* **SELECTION**
>>>>>

Chino (feminine china) was a casta term used in colonial Mexico to refer to people of mixed ancestry. In the eighteenth century, individuals of mixed Amerindian and African ancestry came to be called chinos.

Historical usage
A Mexican Inquisition bigamy case in Mexico City labeled one woman variously as a china, loba, and parda, one example of a person shifting racial categorization.  In marriage applications where individuals had to include the names of their parents, chinos tended not to know this information.

Use in casta paintings 
When painters produced in the eighteenth century formal depictions of "castes" as envisioned by members of the elite, the term chino appears with no fixed definition. These paintings show father of one racial category, mother of another, and the offspring yet a third category.  In Mexican casta paintings, a ‘’chino’’ could refer to offspring of a Lobo (African + Indigenous) and Negra (pure African); Lobo and India (pure Indigenous woman); Mulatto (European + Negra) and an India; a Coyote and a Mulata; a Spaniard and Morisca (light-skinned woman with African ancestry); and a Chamicoyote and Indian woman.

<<<<<

* **WORK TO BE COMPLETED**
Reproduce everything from "Historical usage" down to "know this information." in the passage on the term chino above, without changing a word.

* **INFORMATION SUPPLIED**
>>>>>

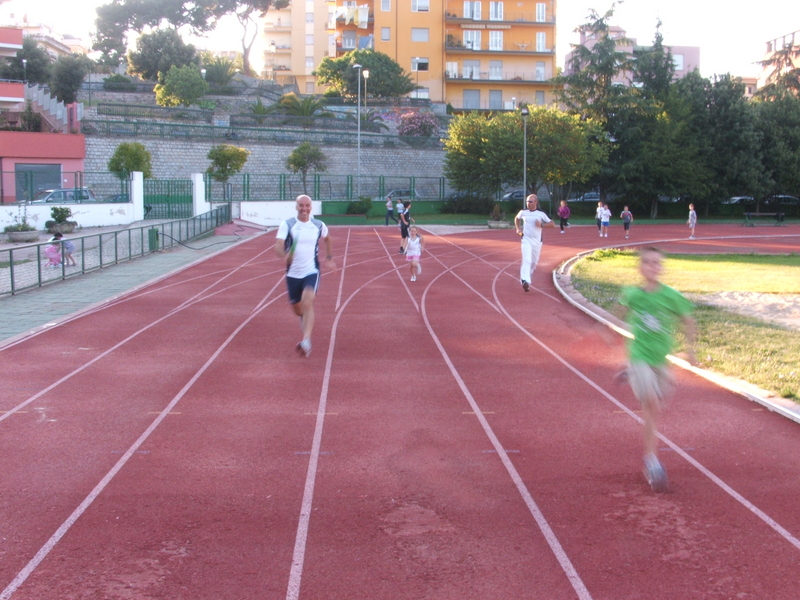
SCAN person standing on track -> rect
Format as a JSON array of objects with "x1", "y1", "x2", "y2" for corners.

<<<<<

* **SOLUTION BELOW**
Historical usage
A Mexican Inquisition bigamy case in Mexico City labeled one woman variously as a china, loba, and parda, one example of a person shifting racial categorization.  In marriage applications where individuals had to include the names of their parents, chinos tended not to know this information.